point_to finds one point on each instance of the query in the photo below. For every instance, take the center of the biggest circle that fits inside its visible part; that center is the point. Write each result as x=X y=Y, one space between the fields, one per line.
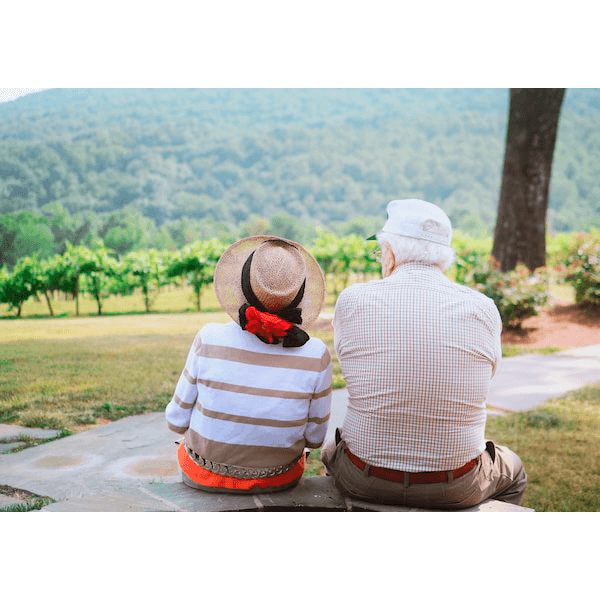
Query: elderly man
x=417 y=352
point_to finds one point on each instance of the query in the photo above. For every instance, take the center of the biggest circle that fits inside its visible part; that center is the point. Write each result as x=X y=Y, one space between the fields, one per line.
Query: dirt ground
x=561 y=325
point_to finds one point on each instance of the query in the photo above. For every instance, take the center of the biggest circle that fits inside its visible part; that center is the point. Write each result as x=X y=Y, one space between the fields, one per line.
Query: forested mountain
x=319 y=156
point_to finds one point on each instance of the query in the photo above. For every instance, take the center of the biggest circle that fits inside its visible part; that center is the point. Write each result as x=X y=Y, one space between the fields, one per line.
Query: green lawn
x=66 y=373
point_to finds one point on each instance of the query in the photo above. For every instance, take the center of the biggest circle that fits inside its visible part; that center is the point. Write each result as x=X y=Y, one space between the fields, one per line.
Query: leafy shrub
x=517 y=294
x=581 y=267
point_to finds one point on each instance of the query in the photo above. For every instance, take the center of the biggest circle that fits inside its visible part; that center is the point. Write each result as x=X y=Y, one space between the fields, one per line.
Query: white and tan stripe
x=249 y=396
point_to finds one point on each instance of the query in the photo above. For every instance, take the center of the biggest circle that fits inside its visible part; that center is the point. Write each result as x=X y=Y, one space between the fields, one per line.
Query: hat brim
x=228 y=284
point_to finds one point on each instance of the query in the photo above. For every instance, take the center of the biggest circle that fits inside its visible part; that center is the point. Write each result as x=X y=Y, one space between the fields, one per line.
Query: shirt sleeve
x=320 y=406
x=179 y=410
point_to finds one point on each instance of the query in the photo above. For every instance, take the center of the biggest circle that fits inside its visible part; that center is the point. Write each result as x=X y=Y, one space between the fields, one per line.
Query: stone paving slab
x=523 y=382
x=126 y=453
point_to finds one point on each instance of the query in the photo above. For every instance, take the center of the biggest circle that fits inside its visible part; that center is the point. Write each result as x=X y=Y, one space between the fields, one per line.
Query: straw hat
x=279 y=268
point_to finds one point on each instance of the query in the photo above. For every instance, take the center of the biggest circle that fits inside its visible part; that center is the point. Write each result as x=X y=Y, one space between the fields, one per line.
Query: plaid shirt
x=417 y=352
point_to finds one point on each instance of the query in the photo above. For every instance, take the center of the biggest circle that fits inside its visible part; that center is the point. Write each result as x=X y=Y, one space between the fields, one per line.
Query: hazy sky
x=7 y=94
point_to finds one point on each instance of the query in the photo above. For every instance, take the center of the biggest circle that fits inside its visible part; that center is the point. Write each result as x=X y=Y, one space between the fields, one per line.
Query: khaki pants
x=499 y=474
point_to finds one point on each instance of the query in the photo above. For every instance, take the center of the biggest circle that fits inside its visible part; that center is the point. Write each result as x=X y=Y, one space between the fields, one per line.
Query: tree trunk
x=48 y=303
x=520 y=234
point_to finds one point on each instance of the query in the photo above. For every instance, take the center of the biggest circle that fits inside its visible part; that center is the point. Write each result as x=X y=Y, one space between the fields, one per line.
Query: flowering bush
x=517 y=294
x=581 y=267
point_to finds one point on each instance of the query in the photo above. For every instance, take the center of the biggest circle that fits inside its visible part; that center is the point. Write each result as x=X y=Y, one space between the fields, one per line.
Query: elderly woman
x=257 y=390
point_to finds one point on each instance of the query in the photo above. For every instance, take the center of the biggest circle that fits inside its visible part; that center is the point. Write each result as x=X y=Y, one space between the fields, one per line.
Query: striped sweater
x=242 y=402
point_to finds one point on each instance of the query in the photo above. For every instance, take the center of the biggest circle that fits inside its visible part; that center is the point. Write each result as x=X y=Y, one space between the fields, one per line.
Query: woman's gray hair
x=407 y=249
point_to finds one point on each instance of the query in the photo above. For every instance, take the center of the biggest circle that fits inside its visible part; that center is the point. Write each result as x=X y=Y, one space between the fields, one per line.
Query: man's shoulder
x=357 y=290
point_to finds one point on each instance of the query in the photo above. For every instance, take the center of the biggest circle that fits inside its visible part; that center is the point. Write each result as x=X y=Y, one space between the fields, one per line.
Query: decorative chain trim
x=235 y=471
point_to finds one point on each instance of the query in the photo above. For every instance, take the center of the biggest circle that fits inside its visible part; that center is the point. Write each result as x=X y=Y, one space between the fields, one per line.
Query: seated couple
x=417 y=352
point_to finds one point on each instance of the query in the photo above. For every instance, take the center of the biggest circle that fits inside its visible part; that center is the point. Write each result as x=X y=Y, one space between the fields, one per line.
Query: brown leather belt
x=399 y=476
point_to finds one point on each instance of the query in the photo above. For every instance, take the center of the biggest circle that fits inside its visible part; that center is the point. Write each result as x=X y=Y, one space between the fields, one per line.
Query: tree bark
x=520 y=233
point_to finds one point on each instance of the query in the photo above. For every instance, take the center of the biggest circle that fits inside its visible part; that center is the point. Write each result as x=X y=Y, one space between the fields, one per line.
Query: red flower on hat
x=265 y=324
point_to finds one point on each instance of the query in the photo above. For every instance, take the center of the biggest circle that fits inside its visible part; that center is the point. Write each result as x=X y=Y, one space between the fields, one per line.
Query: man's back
x=417 y=353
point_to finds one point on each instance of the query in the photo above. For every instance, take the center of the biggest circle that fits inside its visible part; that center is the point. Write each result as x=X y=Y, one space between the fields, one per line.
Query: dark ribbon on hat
x=271 y=327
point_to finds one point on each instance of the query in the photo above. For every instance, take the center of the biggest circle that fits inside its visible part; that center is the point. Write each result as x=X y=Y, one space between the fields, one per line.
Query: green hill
x=321 y=156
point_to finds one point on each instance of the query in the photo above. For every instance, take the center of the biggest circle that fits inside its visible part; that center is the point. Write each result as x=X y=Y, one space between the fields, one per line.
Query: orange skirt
x=207 y=478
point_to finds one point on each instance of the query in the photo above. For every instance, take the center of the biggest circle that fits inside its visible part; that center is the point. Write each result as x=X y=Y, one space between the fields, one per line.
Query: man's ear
x=388 y=261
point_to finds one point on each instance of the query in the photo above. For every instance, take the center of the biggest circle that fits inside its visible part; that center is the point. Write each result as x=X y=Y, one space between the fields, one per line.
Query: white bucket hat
x=419 y=220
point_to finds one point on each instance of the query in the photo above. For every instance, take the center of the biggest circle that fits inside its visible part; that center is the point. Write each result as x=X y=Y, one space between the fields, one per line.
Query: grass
x=64 y=373
x=24 y=501
x=558 y=443
x=70 y=373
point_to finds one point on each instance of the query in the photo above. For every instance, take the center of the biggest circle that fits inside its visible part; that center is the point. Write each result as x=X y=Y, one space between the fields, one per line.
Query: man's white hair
x=407 y=249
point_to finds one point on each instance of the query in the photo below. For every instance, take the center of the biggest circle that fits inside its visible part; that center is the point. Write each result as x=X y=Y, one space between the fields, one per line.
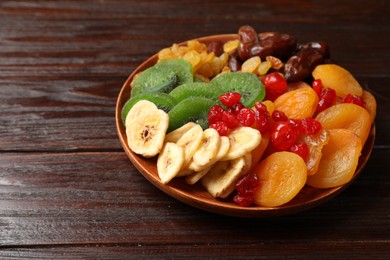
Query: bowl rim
x=207 y=202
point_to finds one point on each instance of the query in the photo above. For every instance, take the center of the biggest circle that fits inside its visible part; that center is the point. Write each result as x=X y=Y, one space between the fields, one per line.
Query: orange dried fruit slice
x=298 y=104
x=281 y=175
x=347 y=116
x=339 y=160
x=370 y=101
x=338 y=78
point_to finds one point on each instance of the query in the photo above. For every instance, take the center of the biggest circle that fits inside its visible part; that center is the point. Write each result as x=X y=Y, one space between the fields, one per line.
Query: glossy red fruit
x=230 y=120
x=221 y=127
x=310 y=126
x=327 y=99
x=301 y=149
x=283 y=136
x=263 y=122
x=246 y=116
x=275 y=85
x=354 y=100
x=215 y=114
x=230 y=99
x=279 y=116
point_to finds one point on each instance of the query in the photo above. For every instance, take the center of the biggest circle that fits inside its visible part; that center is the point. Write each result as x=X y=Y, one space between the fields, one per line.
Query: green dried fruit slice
x=247 y=84
x=161 y=100
x=163 y=77
x=196 y=89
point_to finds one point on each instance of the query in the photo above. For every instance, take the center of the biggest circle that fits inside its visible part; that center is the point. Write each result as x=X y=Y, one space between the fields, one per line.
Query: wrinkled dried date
x=216 y=47
x=300 y=65
x=234 y=63
x=264 y=44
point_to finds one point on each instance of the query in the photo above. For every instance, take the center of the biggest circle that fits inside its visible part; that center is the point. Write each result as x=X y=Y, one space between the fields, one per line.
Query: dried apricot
x=370 y=101
x=298 y=104
x=347 y=116
x=281 y=175
x=340 y=157
x=338 y=78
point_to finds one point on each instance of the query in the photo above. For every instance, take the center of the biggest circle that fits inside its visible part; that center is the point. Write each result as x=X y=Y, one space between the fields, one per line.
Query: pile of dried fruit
x=255 y=119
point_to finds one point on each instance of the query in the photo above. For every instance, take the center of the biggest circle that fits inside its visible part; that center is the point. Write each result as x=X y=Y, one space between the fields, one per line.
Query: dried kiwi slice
x=162 y=75
x=247 y=84
x=196 y=89
x=191 y=109
x=161 y=100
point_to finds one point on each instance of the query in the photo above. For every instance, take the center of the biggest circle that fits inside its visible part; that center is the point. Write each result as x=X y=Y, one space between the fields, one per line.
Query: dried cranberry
x=260 y=107
x=221 y=127
x=275 y=85
x=243 y=200
x=354 y=100
x=279 y=116
x=327 y=99
x=230 y=99
x=300 y=149
x=215 y=114
x=235 y=110
x=263 y=122
x=283 y=136
x=310 y=126
x=246 y=116
x=317 y=86
x=246 y=187
x=230 y=120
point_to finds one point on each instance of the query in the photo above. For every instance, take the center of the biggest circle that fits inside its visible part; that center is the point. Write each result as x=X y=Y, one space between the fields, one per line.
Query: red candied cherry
x=310 y=126
x=263 y=121
x=275 y=85
x=243 y=200
x=246 y=187
x=301 y=149
x=260 y=107
x=230 y=99
x=215 y=114
x=327 y=99
x=283 y=136
x=317 y=86
x=236 y=108
x=221 y=127
x=279 y=116
x=354 y=100
x=246 y=116
x=230 y=120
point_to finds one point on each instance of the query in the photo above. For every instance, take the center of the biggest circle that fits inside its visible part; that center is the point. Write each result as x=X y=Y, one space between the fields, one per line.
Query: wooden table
x=67 y=189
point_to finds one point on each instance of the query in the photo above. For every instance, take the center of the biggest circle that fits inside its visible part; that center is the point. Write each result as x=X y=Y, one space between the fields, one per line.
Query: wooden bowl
x=197 y=196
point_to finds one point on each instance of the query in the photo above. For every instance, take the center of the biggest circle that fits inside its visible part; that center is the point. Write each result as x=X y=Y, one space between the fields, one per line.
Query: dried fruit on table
x=340 y=157
x=347 y=116
x=338 y=78
x=281 y=175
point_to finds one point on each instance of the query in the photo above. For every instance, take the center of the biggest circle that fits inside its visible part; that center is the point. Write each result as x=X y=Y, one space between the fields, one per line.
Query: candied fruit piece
x=370 y=101
x=338 y=78
x=347 y=116
x=340 y=157
x=281 y=175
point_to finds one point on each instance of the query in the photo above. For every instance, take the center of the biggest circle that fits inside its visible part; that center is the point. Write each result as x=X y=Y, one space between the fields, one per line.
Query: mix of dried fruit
x=253 y=119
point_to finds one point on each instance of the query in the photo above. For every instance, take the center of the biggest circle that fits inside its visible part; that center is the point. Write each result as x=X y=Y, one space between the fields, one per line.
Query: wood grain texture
x=68 y=191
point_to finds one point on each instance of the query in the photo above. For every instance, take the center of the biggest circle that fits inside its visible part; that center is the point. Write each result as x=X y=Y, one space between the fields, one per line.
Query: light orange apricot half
x=370 y=104
x=298 y=104
x=347 y=116
x=338 y=78
x=340 y=157
x=281 y=175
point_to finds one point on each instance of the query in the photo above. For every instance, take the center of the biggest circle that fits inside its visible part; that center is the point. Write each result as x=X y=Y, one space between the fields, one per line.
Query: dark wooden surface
x=67 y=189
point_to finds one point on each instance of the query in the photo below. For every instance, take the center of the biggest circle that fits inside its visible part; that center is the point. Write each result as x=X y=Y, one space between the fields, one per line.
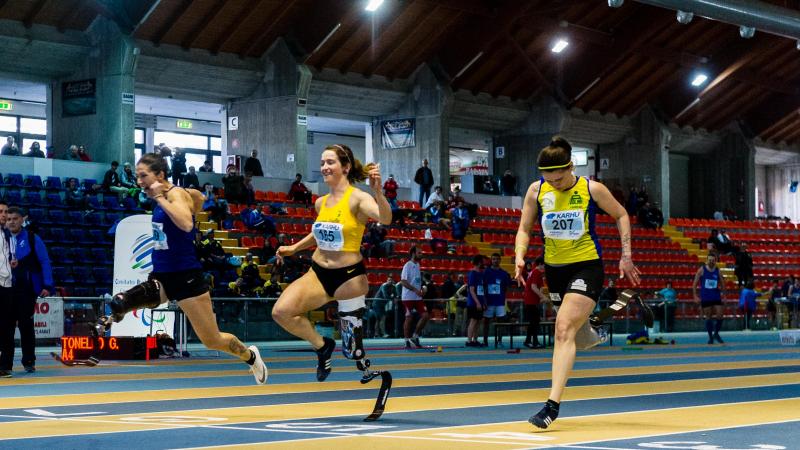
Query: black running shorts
x=182 y=285
x=584 y=278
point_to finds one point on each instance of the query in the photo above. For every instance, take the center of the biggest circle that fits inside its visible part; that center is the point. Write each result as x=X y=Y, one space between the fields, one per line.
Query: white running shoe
x=258 y=368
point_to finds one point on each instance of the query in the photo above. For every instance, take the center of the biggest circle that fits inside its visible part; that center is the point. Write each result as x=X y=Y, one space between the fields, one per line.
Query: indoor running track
x=741 y=395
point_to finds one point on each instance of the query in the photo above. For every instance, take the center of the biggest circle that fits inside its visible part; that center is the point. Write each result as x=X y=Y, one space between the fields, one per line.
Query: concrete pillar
x=430 y=104
x=641 y=159
x=273 y=118
x=107 y=133
x=522 y=144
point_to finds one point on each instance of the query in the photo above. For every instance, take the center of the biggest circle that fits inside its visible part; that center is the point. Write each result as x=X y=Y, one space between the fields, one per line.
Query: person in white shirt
x=411 y=280
x=435 y=197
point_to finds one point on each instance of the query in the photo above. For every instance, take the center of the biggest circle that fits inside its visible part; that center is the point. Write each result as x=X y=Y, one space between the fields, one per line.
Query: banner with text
x=398 y=133
x=133 y=248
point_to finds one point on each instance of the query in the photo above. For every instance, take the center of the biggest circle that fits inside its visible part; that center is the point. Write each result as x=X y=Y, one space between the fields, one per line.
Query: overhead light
x=559 y=46
x=685 y=17
x=373 y=5
x=699 y=79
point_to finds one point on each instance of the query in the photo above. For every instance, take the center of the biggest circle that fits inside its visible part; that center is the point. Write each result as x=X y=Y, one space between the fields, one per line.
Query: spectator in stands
x=712 y=286
x=383 y=298
x=207 y=166
x=476 y=301
x=234 y=185
x=111 y=182
x=437 y=213
x=75 y=196
x=433 y=198
x=411 y=280
x=298 y=192
x=10 y=148
x=772 y=306
x=532 y=300
x=747 y=303
x=83 y=155
x=190 y=179
x=72 y=153
x=744 y=265
x=390 y=191
x=650 y=216
x=424 y=178
x=36 y=151
x=724 y=243
x=178 y=167
x=460 y=221
x=667 y=307
x=5 y=280
x=252 y=165
x=496 y=281
x=508 y=184
x=32 y=277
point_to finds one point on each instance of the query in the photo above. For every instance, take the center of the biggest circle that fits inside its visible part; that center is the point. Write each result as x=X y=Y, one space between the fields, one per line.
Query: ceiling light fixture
x=559 y=46
x=699 y=79
x=373 y=5
x=685 y=17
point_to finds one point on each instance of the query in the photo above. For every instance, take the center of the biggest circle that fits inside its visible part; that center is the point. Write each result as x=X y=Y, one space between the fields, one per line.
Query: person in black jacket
x=424 y=178
x=252 y=165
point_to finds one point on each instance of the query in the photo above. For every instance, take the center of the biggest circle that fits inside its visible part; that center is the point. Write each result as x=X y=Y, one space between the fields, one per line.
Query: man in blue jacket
x=32 y=277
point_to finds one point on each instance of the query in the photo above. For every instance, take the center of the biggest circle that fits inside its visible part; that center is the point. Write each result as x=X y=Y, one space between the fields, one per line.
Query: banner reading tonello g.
x=133 y=247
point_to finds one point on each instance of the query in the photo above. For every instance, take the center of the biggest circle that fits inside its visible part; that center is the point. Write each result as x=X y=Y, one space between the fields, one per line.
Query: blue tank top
x=173 y=248
x=709 y=285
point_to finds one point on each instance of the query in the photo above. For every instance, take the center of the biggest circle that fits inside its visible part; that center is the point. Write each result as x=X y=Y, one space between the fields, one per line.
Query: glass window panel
x=217 y=163
x=216 y=143
x=181 y=140
x=8 y=123
x=33 y=126
x=26 y=145
x=194 y=159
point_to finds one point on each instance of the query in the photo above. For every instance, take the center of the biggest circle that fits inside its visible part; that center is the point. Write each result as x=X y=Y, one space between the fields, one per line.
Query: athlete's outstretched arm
x=530 y=210
x=602 y=196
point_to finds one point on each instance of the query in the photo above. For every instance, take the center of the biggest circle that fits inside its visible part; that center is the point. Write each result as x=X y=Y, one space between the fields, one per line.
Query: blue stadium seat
x=62 y=275
x=54 y=184
x=102 y=275
x=14 y=198
x=14 y=180
x=54 y=200
x=33 y=182
x=56 y=217
x=83 y=274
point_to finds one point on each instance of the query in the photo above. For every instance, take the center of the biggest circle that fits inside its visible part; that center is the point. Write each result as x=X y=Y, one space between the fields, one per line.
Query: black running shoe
x=546 y=416
x=324 y=358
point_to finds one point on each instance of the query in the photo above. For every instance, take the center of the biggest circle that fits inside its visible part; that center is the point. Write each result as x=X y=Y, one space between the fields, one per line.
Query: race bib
x=329 y=235
x=159 y=237
x=564 y=225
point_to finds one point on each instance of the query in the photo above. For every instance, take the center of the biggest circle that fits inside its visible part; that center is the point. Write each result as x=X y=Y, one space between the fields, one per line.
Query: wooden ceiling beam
x=200 y=28
x=268 y=29
x=171 y=20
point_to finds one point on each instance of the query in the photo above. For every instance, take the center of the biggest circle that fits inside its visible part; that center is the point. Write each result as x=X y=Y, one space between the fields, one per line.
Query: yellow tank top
x=336 y=228
x=567 y=220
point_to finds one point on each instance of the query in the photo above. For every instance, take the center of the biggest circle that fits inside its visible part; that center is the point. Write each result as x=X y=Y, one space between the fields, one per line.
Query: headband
x=562 y=166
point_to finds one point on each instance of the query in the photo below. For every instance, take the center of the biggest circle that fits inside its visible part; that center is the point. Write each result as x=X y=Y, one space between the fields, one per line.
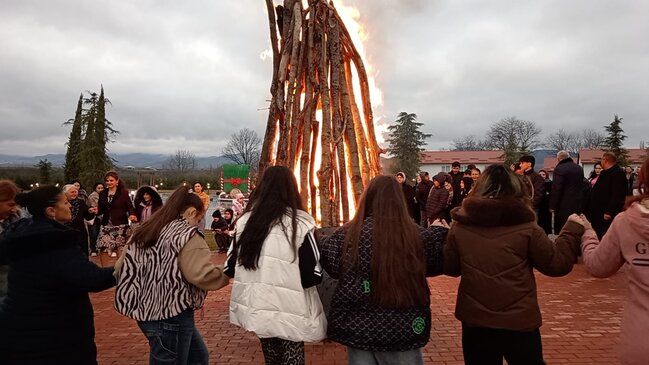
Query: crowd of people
x=491 y=228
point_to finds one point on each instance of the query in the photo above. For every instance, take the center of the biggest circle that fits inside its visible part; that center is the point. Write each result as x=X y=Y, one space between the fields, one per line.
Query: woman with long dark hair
x=147 y=201
x=117 y=209
x=164 y=275
x=274 y=262
x=47 y=317
x=626 y=243
x=93 y=228
x=495 y=244
x=9 y=213
x=381 y=307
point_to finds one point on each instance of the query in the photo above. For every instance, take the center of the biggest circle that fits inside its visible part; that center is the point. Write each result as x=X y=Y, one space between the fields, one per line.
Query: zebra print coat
x=151 y=286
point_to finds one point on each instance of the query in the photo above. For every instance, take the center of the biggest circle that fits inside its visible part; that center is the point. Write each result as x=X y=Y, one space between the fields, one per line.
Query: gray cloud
x=188 y=75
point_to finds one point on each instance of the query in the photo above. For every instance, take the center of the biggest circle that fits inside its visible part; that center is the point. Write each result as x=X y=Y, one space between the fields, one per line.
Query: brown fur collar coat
x=488 y=212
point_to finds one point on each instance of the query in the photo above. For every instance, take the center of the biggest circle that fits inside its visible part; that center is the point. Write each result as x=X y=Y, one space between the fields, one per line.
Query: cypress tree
x=72 y=155
x=614 y=141
x=95 y=161
x=406 y=143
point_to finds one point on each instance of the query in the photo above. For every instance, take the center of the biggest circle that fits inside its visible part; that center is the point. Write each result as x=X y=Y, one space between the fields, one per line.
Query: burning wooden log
x=314 y=122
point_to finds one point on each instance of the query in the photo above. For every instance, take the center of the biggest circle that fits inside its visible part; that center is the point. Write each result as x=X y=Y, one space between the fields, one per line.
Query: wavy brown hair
x=275 y=196
x=398 y=266
x=643 y=185
x=147 y=234
x=499 y=181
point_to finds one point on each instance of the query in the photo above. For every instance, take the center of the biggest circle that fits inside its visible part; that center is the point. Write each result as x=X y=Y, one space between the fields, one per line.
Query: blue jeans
x=175 y=341
x=361 y=357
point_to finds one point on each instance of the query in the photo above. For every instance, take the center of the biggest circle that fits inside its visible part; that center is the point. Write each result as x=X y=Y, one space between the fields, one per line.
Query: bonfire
x=317 y=124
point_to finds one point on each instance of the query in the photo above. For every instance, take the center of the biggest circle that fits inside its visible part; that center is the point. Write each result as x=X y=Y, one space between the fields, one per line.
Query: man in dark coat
x=608 y=194
x=456 y=177
x=567 y=189
x=421 y=193
x=534 y=181
x=408 y=193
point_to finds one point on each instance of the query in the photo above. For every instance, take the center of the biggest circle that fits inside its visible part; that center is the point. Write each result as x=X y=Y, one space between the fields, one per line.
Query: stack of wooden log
x=314 y=61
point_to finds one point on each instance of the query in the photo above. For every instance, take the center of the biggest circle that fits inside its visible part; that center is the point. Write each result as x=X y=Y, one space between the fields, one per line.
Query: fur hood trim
x=488 y=212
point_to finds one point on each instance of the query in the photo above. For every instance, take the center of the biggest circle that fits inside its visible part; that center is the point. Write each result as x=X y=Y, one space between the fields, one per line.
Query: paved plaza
x=581 y=317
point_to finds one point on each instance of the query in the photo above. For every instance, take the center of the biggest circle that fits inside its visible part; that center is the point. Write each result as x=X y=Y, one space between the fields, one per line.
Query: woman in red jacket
x=116 y=206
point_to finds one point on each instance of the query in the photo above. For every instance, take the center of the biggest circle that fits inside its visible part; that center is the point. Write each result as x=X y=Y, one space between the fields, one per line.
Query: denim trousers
x=362 y=357
x=175 y=340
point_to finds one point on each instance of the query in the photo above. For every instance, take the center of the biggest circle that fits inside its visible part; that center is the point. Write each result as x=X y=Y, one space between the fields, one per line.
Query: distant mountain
x=125 y=160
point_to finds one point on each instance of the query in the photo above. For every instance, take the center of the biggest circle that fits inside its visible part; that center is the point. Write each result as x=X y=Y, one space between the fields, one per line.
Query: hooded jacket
x=626 y=243
x=47 y=317
x=271 y=300
x=495 y=244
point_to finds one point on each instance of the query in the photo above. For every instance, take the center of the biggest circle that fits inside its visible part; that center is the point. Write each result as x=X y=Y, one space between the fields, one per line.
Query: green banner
x=235 y=176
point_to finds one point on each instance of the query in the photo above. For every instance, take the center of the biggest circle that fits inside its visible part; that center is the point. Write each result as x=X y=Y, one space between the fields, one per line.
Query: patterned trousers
x=282 y=352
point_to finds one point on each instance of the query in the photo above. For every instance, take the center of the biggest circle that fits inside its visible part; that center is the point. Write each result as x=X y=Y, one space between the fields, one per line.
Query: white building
x=434 y=162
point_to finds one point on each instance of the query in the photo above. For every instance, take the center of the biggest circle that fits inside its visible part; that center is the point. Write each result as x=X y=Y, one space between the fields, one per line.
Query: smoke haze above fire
x=189 y=74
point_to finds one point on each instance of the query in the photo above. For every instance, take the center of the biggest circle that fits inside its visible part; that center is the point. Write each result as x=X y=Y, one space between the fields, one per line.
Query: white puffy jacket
x=270 y=301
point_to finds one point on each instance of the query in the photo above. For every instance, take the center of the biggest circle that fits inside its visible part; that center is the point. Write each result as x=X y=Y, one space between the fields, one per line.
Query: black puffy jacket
x=47 y=317
x=354 y=320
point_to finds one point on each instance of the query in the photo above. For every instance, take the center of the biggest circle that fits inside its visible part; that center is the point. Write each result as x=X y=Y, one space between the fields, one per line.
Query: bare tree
x=468 y=143
x=244 y=147
x=564 y=140
x=182 y=160
x=514 y=136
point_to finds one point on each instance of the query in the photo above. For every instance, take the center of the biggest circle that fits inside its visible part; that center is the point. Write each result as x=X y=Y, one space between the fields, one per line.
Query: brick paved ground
x=581 y=317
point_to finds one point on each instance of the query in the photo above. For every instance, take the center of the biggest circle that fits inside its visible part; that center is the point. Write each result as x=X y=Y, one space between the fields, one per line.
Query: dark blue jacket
x=47 y=317
x=567 y=188
x=354 y=320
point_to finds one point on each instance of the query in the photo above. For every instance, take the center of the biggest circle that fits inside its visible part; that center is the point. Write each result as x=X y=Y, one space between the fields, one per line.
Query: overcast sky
x=188 y=74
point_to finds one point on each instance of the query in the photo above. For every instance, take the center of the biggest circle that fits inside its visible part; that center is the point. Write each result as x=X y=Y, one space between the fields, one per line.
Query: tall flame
x=358 y=35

§ Task description
Rewrite the rows in the part that opens at the start of the rows and closes with the line containing "x=228 y=284", changing every "biggest circle" to "largest circle" and keeping everything else the same. Omit the pictures from your answer.

§ Exercise solution
point_to finds one point on each instance of the query in the photo below. For every instance, take the center of the largest circle that fits inside its visible part; that center is the point. Write each result as x=X y=Y, one space between the fields, one per line.
Query: elderly man
x=417 y=352
point_to finds one point on each instance of the query in the photo above. For every instance, take the center of the largest circle that fits inside its visible part; that center is the point. Write each result as x=X y=Y, one space between the fields, one per line.
Query: dirt ground
x=561 y=325
point_to finds one point on each instance of the query in the photo above. For every instance, take the center of the largest circle that fits inside its visible part; that center is the point. Write each result as x=X y=Y, one space between the fields, one per line.
Query: forested mountain
x=319 y=156
point_to finds one point on each instance of the query in the photo above. For every instance, take the center of the largest circle that fits inside its visible part; that center is the point. Write each result as x=X y=Y, one space between the fields, one per line.
Query: green lawn
x=66 y=373
point_to finds one point on each instance of the query in the photo above. For every instance, take the center of the largest circle that fits inside its visible part; that center is the point. Write each result as x=X y=Y, one space between the fields, one per line.
Query: leafy shrub
x=517 y=294
x=581 y=267
point_to finds one point on each instance of the query in the photo above. For every instance, take the center of the largest circle that fits inside its visible part; that center is the point. Write each result as x=X y=Y, one space between the fields, one per line.
Query: white and tan stripe
x=249 y=396
point_to finds one point on each instance of the query in the photo above. For every instance, take the center of the largest circle that fits inside its visible part; that center is the point. Write each result as x=X y=Y, one space between the fields, one per line.
Query: hat brim
x=228 y=284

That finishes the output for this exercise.